**** Fragmento citado ****
Esta razón inferior nos es útil, pues nos permite estudiar las realidades sensibles y cambiantes y nos sirve en las necesidades prácticas de la vida. Por otro lado, San Agustín destina la razón superior al conocimiento de las ideas y de la inteligencia, halladas en el alma pero que proceden de Dios.
Las ideas de Dios, eternas e inmutables, son modelos y razones últimas de las realidades físicas. A estas ideas solo llegaríamos por iluminación divina (voluntad de Dios), las cuales son verdad inmutable y eterna. La parte superior del alma estaría en contacto directo con Dios, mientras que la inferior se encontraría en contacto con el cuerpo y el mundo sensible.
No obstante, para San Agustín, existen dos pasos anteriores a la iluminación. El primero es la interiorización, que exige volverse hacia dentro de uno mismo, mirar y observar que, a pesar de que nuestra naturaleza es mutable, encontramos en ella verdades inmutables, por lo que nuestra misma naturaleza posee caracteres superiores a los de ella misma. El segundo paso es la autotrascendencia, que nos llevaría más allá de nosotros mismos, hasta la verdad absoluta e inmutable.
Durante estos dos procesos, la Inteligencia y la Voluntad juegan un papel importante. Es por esto que San Agustín liga íntimamente conocer y amar, al igual que fe y razón. La voluntad es razón última del conocimiento, pues, primero el filósofo cree y luego la voluntad lo lleva a amar a Dios, superior al alma, donde encuentra la verdad suprema y la felicidad. Asimismo, razón y fe, conjuntamente, esclarecen la verdad: primero, la razón lleva al hombre a creer (la fe); luego, la fe orienta e ilumina a la razón; por último, la razón esclarece los contenidos de la fe, ya que la fe es un punto de partida para todos y puede ser profundizada por la razón.
**** Datos registrados ****
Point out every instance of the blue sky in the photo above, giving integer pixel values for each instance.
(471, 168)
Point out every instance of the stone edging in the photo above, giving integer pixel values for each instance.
****
_Tareas_.
A: Según el fragmento sobre San Agustín, ¿cuáles son los dos pasos anteriores a la iluminación?
B: ¿Cómo resumirías en dos oraciones el fragmento sobre San Agustín?
C: Escribe lo que seguiría al fragmento sobre San Agustín, a partir de su última oración.

_Respuestas_.
A: La interiorización y la autotrascendencia.

B: San Agustín distingue una razón inferior, útil para estudiar las realidades sensibles y cambiantes, y una razón superior, destinada al conocimiento de las ideas eternas e inmutables de Dios, a las que solo se llega por iluminación divina tras la interiorización y la autotrascendencia. En ese proceso liga íntimamente conocer y amar, así como fe y razón, que conjuntamente esclarecen la verdad.

C:
Para San Agustín, las pruebas de la existencia de Dios se encuentran en la grandeza del universo; su carácter inmutable y necesario, frente a la naturaleza humana mutable y contingente; y el argumento del consenso, pues la mayoría de los hombres coincidían en aceptar la existencia de Dios. Bajo todo esto se halla la idea de creación, pues solo Dios puede crear el ser de la nada, y en su mente están las ideas eternas de todo lo posible, pasado, presente y futuro. Dios creó todo de golpe, y los seres futuros estaban en forma de rationes seminales (razones seminales), que se desarrollaron a su debido tiempo.
San Agustín frente al Escepticismo Académico: La Certeza de la Propia Existencia
San Agustín defiende la certeza de la propia existencia frente a “los académicos”. Eran continuadores de la Academia de Platón, pero se habían vuelto escépticos, sostenían que todo lo que creemos está expuesto al error y a la duda y que nuestras percepciones son relativas, mostrándonos solo la apariencia de las cosas. Por tanto, no creían que ningún saber fuera seguro. Trataban de no apegarse a ninguna opinión y suspender el juicio para conseguir la serenidad, lo que resulta contradictorio, pues ya defendían una opinión.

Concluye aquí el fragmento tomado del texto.